> [AIM OF THE TASK]: Arrange the lines of these records as a numbered list, leaving out blank lines and the pictures.

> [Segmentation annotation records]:

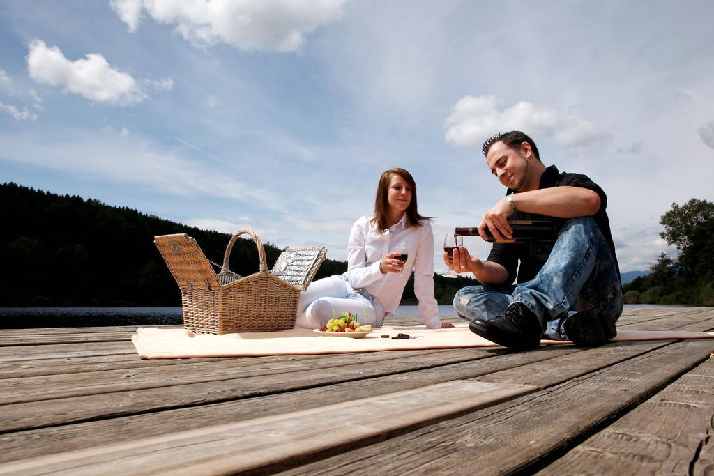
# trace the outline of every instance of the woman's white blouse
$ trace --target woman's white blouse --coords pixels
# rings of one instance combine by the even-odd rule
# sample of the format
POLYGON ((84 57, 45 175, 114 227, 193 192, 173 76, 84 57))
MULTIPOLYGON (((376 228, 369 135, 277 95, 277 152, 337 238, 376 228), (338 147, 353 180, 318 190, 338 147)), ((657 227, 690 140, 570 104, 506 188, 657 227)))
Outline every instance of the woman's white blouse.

> [COMPLETED TASK]:
1. # trace the outline of every instance of the woman's white blouse
2. $ trace --target woman's white blouse --coords pixels
3. # rings of one instance combine by the even-odd rule
4. # sample of the format
5. POLYGON ((84 57, 45 175, 114 227, 193 192, 173 76, 84 57))
6. MULTIPOLYGON (((376 228, 369 135, 277 95, 277 152, 337 238, 376 228), (338 147, 353 180, 318 190, 338 147)), ((657 227, 690 140, 570 104, 506 188, 657 227)))
7. Outline every instance of the woman's white blouse.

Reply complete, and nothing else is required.